Citez mot pour mot chaque ligne du matériel ci-dessous, sans reprendre les images dans votre réponse.
··· Les entrées
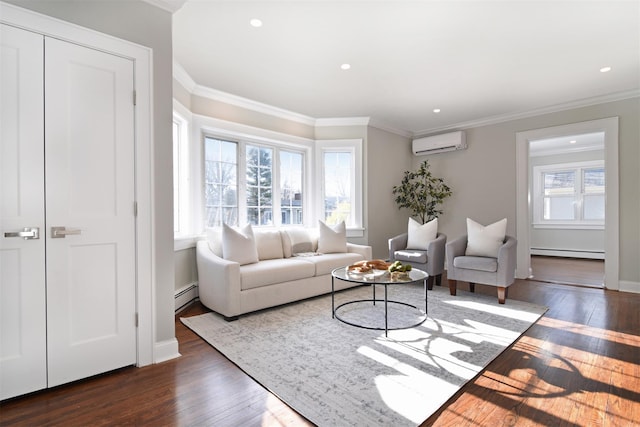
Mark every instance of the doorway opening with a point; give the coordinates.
(568, 194)
(608, 128)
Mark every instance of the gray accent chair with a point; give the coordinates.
(499, 272)
(431, 261)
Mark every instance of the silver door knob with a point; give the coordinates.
(27, 233)
(62, 232)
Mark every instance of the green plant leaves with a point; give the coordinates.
(421, 193)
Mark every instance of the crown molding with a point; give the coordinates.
(343, 121)
(169, 5)
(185, 80)
(618, 96)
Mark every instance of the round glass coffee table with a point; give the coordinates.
(378, 277)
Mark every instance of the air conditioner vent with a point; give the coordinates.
(439, 143)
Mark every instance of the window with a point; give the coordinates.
(291, 174)
(262, 187)
(340, 183)
(569, 195)
(337, 201)
(259, 185)
(180, 176)
(220, 182)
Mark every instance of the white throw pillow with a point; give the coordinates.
(332, 240)
(485, 240)
(419, 235)
(239, 245)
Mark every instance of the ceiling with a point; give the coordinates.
(476, 61)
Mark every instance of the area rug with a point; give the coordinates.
(335, 374)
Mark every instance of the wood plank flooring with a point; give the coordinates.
(578, 366)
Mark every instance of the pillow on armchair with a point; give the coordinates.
(485, 240)
(419, 235)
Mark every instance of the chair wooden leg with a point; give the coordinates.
(452, 287)
(430, 281)
(502, 294)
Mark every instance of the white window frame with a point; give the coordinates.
(182, 170)
(538, 196)
(355, 228)
(243, 135)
······
## La réponse:
Mark every instance of the doorway opening with a point; give the coordinates.
(568, 194)
(608, 128)
Mark every instance of the gray accent chair with a point; give the coordinates.
(499, 272)
(431, 261)
Mark every instance of the silver door knob with a point; give the coordinates.
(27, 233)
(62, 232)
Mark every instance of the green plant leaves with a point; give the coordinates.
(421, 193)
Mark every instance of the crown molding with a point; give the coordinates.
(343, 121)
(169, 5)
(185, 80)
(618, 96)
Mark every instance of the round glass coffee table with a point; give the coordinates.
(378, 277)
Mark every instance of the air conditioner vent with a point; give the coordinates.
(439, 143)
Mark every instance of the window with a point; give the coordinates.
(291, 174)
(262, 187)
(340, 183)
(569, 195)
(337, 201)
(259, 185)
(180, 176)
(220, 182)
Mark every instance of the white throw pillow with a point; give the coordinates.
(332, 240)
(485, 240)
(419, 235)
(239, 245)
Mark every instance of the ceiling with a point; give the coordinates.
(476, 61)
Mark every instance of the area rug with a point; give the coordinates.
(335, 374)
Mark every instance of the wood plank flooring with a point; give the coordinates.
(578, 366)
Mark every instance of the pillow on armchair with a point; give the coordinates.
(485, 240)
(419, 235)
Mark every instance of the chair wooden leg with a point; give the coordinates.
(452, 287)
(430, 281)
(502, 294)
Mark every instance of the white window frame with a point; give the coordinates.
(182, 170)
(538, 196)
(355, 228)
(243, 135)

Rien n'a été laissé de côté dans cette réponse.